**The records:**
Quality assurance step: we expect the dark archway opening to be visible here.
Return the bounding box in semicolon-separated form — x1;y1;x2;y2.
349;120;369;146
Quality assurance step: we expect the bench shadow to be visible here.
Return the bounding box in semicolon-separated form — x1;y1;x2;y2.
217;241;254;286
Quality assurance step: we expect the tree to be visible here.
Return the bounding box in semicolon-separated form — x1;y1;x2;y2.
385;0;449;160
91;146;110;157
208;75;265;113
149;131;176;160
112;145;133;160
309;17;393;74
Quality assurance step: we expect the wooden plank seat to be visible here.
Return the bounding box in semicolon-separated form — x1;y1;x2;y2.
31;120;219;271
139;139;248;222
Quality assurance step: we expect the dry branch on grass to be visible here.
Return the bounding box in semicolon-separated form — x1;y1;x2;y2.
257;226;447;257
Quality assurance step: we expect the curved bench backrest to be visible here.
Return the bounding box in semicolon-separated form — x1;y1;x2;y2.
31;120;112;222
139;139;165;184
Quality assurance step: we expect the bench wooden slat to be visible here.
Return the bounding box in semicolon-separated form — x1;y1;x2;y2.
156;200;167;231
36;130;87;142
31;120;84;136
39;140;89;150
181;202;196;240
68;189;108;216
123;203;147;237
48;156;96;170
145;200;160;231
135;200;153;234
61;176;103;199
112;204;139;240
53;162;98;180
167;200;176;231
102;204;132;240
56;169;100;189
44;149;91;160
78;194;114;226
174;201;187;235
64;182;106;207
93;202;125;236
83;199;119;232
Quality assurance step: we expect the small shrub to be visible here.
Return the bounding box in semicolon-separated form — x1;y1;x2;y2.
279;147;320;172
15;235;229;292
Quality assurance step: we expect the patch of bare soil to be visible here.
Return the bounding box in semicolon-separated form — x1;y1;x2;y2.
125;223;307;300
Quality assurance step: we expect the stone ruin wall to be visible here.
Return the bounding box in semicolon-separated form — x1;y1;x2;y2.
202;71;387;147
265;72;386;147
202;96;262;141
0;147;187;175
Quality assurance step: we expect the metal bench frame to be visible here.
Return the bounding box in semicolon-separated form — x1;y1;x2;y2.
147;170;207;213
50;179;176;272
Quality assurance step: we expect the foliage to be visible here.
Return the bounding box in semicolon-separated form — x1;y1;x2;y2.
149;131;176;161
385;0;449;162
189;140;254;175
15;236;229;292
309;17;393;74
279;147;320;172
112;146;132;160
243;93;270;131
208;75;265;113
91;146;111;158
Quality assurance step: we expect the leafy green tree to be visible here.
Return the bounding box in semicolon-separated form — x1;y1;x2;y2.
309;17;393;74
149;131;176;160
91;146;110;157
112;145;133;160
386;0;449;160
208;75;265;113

**Instruction:** Copy out all of the entries above word for word, in their original order.

**Result:**
Quality assurance step: we expect the dark archway opening to be visible here.
Return the bounding box in semicolon-separated form — x1;y1;x2;y2.
349;120;369;146
Quality assurance step: we expect the bench shadow to be visible here.
Return the bounding box in semicolon-separated form — x1;y1;x2;y2.
217;241;254;286
Quality assurance step: we expect the tree to be visible here.
Return the bounding box in semicolon-separated form — x1;y1;x2;y2.
385;0;449;160
91;146;110;157
208;75;265;113
149;131;176;160
112;145;133;160
309;17;393;74
Quality assurance step: we expect the wooden plank seat to be visible here.
Return the bounding box in semicolon-separated form — x1;y1;x2;y2.
31;120;219;271
139;139;248;222
Quality assurance step: we expect the dry branch on grass to be visible here.
Return the bounding box in semicolon-separated form — x1;y1;x2;y2.
257;226;447;257
Quality assurance step: we expect the curved bench backrest to be visible here.
Return the bounding box in semicolon-separated form — x1;y1;x2;y2.
31;120;112;222
139;139;165;184
Quality assurance step: we expect the bench wooden slat to be visible here.
Return the bounding box in semicolon-separated form — x1;y1;x2;y2.
156;200;167;231
36;130;87;142
31;120;84;136
39;140;89;150
181;202;196;240
68;189;108;216
123;203;147;237
48;156;96;170
145;200;160;231
135;200;153;234
61;176;103;199
112;204;139;240
53;162;98;180
167;200;176;231
102;204;132;240
56;169;100;189
44;149;91;160
78;194;114;226
174;201;187;235
64;182;106;207
93;202;125;236
83;199;119;232
Quality assurance step: we expect the small shrub to be visible here.
Return the bounding box in semicolon-separated form — x1;y1;x2;y2.
279;147;320;172
15;235;229;292
Quality assurance step: we expect the patch of bare soil to be visible here.
Return the bounding box in semicolon-separated form — x1;y1;x2;y2.
125;223;307;300
Quality assurance step: we expect the stone ruin wall to be visible here.
Return the bounding box in semicolon-separated form — x1;y1;x2;y2.
202;71;387;147
265;72;386;147
202;96;262;141
0;147;187;175
Quality assurance step: we expect the metal bench frame to be visible here.
Return the bounding box in semicolon-separated form — x1;y1;x2;y2.
147;170;207;213
50;179;176;272
Quality assurance step: we expect the foliage to be visible here.
Return the bounding box in semicolon-separated form — x1;y1;x2;y2.
149;131;176;161
385;0;449;162
189;140;254;175
15;236;229;292
309;17;393;74
279;147;320;172
112;146;132;160
243;93;270;131
208;75;265;113
91;146;111;158
Quality assurance step: we expect the leafy green tree to be visible here.
Return the bounding box in semicolon-separated form — x1;y1;x2;y2.
309;17;393;74
149;131;176;160
91;146;110;157
112;145;133;160
386;0;449;160
208;75;265;113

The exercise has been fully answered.